Extracted text:

· · · · · · ·

Since the reward for trolling is the possibility of a lucrative settlement, one solution often bandied about is to lessen patent damages. But watering down damages could hurt small drug and device companies because it would weaken the value of patents, making it harder for them to attract the investment they need to bring their patents to life, John Thomas, a law professor at Georgetown University, told the committee.

Grainger agreed. Any weakening of the patent system would decrease the ability to raise the funding necessary to develop new medical products, he said.

Two bills have been introduced in Congress to ward off trolls. The Patent Quality Improvement Act would expand post-grant proceedings to nearly every type of business method patent. And the SHIELD Act would award attorney's fees to the party that prevails in an infringement suit. To ensure the fees are paid, the bill requires certain companies bringing suit to post a bond.

While the SHIELD Act, if passed, could deter trolls from asserting weak claims, it also could discourage small businesses from protecting valid patents because of the cost and unpredictable litigation environment, Thomas said.

The witnesses at Wednesday's hearing offered their own solution – requiring more clarity and transparency in the claims themselves. With real property rights, it's easy to tell where the boundary is, Crouch said. But that's not the case with intellectual property. Too often, it's impossible to tell by reading the patent what invention is actually being claimed. Many of the patents asserted by trolls are ambiguous or overly broad.

· · · · · · ·

Dataset content:
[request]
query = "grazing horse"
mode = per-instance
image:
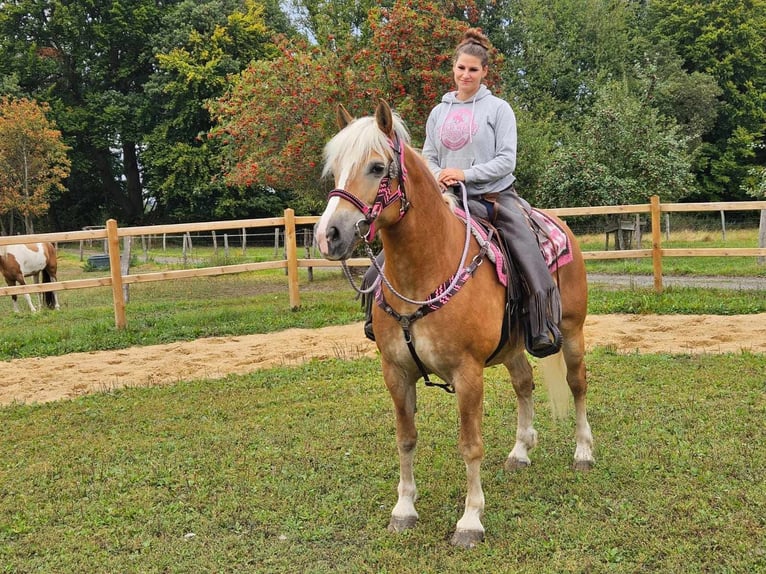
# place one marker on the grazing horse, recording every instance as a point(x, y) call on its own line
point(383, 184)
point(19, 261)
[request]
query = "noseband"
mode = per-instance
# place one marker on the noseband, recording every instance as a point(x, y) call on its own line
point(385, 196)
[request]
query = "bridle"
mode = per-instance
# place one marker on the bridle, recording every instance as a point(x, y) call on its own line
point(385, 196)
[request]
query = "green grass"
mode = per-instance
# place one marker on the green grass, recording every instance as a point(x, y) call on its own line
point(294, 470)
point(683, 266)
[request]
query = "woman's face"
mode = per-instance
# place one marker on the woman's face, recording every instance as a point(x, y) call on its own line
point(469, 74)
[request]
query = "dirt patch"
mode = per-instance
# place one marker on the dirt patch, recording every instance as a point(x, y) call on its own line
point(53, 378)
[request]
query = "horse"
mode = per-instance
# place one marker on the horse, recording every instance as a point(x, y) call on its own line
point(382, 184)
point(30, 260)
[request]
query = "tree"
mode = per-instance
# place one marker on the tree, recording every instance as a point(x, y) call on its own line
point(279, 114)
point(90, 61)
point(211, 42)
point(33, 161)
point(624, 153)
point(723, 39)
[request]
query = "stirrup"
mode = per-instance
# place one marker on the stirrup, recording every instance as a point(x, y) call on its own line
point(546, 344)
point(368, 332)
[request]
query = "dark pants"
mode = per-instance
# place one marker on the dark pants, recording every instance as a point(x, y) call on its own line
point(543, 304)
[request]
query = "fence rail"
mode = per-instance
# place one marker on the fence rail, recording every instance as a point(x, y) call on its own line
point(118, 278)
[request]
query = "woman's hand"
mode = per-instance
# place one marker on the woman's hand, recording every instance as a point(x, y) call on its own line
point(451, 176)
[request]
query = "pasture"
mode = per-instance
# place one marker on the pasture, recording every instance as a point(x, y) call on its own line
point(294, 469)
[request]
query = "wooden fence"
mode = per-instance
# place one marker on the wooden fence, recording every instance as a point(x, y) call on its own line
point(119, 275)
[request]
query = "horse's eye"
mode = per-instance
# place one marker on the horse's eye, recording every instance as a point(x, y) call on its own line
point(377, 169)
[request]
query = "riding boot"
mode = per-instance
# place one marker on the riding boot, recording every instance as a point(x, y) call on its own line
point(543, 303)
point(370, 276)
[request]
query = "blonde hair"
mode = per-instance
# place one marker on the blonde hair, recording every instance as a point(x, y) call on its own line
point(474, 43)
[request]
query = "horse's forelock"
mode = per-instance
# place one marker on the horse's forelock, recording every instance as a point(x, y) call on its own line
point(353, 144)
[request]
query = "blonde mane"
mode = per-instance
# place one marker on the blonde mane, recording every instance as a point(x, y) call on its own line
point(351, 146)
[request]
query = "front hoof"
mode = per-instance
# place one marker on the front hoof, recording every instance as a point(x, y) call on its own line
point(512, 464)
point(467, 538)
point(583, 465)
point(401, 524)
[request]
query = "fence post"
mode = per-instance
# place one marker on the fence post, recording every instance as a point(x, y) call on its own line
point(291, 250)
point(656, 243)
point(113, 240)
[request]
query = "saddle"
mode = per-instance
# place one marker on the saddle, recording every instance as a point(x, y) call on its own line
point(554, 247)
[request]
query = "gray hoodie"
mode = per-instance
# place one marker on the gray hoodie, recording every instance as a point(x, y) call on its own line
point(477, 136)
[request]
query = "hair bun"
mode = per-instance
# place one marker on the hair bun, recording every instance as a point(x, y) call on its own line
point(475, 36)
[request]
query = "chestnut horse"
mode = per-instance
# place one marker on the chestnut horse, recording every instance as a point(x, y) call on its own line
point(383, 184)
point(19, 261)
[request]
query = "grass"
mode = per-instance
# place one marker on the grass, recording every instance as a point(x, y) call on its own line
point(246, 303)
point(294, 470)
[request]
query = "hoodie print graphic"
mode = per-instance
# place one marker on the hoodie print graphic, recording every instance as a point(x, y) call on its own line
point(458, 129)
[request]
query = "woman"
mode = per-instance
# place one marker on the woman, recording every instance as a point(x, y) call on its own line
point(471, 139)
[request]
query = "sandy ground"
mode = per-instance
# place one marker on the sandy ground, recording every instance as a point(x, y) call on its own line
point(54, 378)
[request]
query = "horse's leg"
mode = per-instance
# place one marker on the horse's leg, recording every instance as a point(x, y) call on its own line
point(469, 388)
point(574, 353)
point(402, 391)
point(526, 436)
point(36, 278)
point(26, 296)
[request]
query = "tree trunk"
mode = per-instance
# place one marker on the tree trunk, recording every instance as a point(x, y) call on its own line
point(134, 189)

· · · · · · ·

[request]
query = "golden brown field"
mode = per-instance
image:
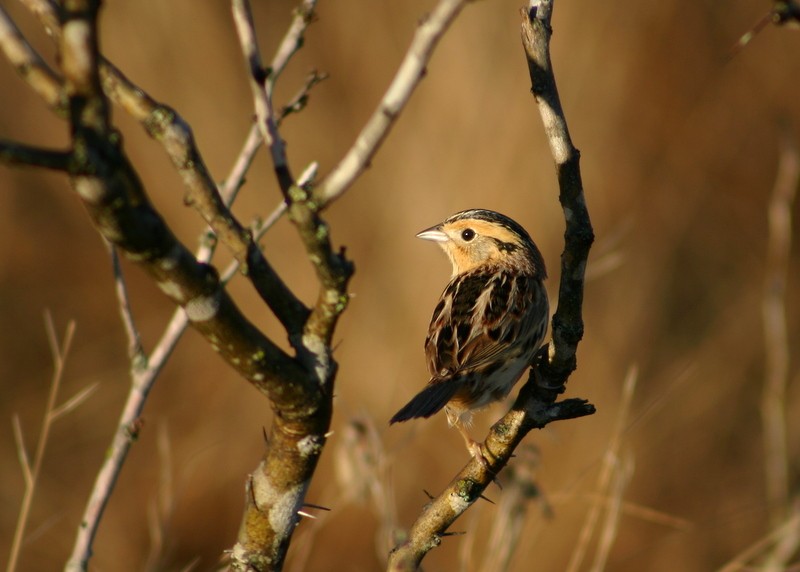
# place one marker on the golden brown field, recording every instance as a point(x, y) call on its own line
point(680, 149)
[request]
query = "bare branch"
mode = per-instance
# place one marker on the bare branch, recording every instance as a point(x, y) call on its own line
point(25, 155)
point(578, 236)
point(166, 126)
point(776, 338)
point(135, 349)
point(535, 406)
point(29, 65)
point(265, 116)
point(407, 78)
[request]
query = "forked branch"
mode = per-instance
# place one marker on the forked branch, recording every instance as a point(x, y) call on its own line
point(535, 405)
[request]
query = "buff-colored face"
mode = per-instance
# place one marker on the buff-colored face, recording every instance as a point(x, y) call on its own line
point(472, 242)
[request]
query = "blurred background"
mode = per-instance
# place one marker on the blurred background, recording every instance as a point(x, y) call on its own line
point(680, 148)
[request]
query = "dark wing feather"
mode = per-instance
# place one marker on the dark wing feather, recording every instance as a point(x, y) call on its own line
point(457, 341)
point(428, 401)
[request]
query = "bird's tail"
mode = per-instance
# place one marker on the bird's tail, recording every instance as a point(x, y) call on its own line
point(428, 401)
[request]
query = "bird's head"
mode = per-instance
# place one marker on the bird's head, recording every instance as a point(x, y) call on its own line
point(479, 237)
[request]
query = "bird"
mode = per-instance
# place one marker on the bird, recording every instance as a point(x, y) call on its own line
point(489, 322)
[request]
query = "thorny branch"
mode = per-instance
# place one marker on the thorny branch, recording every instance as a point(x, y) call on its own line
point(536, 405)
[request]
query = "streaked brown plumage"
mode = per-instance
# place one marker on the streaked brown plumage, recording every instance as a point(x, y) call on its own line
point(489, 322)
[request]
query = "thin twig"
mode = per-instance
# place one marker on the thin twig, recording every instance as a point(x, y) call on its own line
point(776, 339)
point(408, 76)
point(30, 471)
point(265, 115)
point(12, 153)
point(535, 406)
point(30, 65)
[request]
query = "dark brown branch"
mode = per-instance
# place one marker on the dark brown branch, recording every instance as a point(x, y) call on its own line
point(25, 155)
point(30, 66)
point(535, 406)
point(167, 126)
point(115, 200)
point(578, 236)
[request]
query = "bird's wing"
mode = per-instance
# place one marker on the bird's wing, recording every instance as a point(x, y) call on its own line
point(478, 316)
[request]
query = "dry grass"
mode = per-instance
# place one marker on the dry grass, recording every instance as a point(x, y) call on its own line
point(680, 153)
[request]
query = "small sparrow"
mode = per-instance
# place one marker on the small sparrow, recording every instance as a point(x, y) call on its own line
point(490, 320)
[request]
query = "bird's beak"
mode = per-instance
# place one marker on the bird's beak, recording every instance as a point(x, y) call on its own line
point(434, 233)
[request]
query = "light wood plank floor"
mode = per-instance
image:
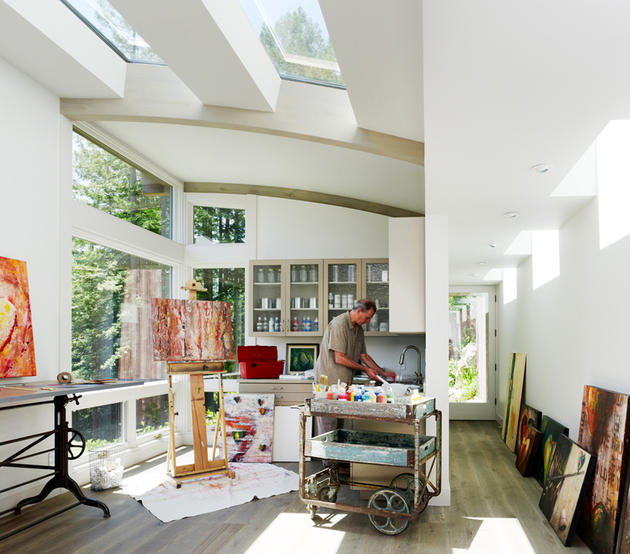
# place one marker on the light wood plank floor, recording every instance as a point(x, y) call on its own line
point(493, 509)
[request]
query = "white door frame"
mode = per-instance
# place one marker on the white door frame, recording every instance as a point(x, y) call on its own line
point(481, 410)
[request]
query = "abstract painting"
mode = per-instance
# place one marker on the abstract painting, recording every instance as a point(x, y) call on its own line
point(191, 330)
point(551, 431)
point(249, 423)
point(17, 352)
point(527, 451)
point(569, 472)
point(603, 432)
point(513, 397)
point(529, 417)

· · · · · · ·

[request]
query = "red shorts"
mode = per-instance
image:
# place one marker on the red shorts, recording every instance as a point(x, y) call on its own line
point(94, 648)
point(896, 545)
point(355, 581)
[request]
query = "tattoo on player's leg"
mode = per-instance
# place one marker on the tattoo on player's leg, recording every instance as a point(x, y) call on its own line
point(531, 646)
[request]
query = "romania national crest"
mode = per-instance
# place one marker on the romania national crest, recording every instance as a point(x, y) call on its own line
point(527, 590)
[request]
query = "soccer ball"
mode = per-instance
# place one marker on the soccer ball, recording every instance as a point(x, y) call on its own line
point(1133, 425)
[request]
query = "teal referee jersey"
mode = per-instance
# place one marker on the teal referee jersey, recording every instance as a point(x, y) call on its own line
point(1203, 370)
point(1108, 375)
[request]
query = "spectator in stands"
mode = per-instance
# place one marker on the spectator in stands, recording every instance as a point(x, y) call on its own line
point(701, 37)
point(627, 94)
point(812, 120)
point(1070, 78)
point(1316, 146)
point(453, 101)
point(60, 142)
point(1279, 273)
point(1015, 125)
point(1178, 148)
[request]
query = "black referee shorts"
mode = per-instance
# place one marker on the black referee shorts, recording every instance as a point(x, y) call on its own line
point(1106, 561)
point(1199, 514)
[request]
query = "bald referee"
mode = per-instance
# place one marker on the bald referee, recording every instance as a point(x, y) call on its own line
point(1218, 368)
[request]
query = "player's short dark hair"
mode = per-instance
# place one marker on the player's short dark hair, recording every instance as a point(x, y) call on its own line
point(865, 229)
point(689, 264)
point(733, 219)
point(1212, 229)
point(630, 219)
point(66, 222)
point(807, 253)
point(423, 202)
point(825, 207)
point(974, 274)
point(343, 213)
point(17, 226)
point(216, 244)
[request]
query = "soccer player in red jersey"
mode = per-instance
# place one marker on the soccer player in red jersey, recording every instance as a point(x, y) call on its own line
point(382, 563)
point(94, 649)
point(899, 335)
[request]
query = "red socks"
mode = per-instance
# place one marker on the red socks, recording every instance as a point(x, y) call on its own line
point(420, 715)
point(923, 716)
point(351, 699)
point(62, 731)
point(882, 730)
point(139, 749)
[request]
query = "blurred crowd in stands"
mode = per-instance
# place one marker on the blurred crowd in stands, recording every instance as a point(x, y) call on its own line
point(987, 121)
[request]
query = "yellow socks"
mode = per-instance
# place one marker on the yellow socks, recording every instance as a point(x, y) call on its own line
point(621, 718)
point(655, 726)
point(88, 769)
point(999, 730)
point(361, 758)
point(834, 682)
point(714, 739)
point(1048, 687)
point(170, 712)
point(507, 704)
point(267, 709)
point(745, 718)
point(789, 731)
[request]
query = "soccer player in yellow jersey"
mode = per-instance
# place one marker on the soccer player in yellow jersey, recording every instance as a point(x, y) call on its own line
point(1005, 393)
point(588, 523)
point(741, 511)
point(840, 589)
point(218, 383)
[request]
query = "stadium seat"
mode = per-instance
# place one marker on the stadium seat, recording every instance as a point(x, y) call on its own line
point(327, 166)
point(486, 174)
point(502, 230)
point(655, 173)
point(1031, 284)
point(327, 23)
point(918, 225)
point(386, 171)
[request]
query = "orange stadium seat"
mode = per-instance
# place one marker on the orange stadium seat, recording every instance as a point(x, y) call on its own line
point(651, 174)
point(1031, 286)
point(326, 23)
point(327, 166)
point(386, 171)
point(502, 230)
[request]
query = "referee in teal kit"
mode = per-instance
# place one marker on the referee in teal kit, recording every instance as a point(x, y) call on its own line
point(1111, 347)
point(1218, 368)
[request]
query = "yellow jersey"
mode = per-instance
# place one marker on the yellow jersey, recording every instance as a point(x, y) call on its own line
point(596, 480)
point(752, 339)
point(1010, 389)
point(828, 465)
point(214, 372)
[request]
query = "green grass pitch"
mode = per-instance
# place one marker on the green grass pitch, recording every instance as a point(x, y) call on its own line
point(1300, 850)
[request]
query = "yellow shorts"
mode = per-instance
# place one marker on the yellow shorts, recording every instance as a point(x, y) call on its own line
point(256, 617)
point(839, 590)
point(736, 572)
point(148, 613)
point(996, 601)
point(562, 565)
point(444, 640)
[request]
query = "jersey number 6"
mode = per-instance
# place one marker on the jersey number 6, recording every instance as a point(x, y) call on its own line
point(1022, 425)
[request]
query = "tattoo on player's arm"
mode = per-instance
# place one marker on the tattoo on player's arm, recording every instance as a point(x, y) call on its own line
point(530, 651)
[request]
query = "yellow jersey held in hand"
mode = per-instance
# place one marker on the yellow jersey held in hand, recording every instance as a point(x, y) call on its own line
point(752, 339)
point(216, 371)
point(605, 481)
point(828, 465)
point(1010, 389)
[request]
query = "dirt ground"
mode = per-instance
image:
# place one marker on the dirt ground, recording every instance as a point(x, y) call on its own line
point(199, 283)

· · · · · · ·

Using the information:
1: Summarize the text on patent trolls in two sentences.
2: Answer these questions from the text on patent trolls:
(a) At which university is John Thomas a law professor?
(b) What does the SHIELD Act require certain companies bringing suit to do so that fees are paid?
(c) According to Crouch, with what kind of property rights is it easy to tell where the boundary is?

Answers by item:
1: Reducing patent damages to discourage trolling could hurt small drug and device companies by weakening the value of their patents and making investment harder to attract. Two bills in Congress would expand post-grant proceedings or award attorney's fees to the prevailing party, but the hearing's witnesses proposed requiring clearer, more transparent patent claims, since many patents asserted by trolls are ambiguous or overly broad.

2:
(a) Georgetown University
(b) Post a bond
(c) Real property rights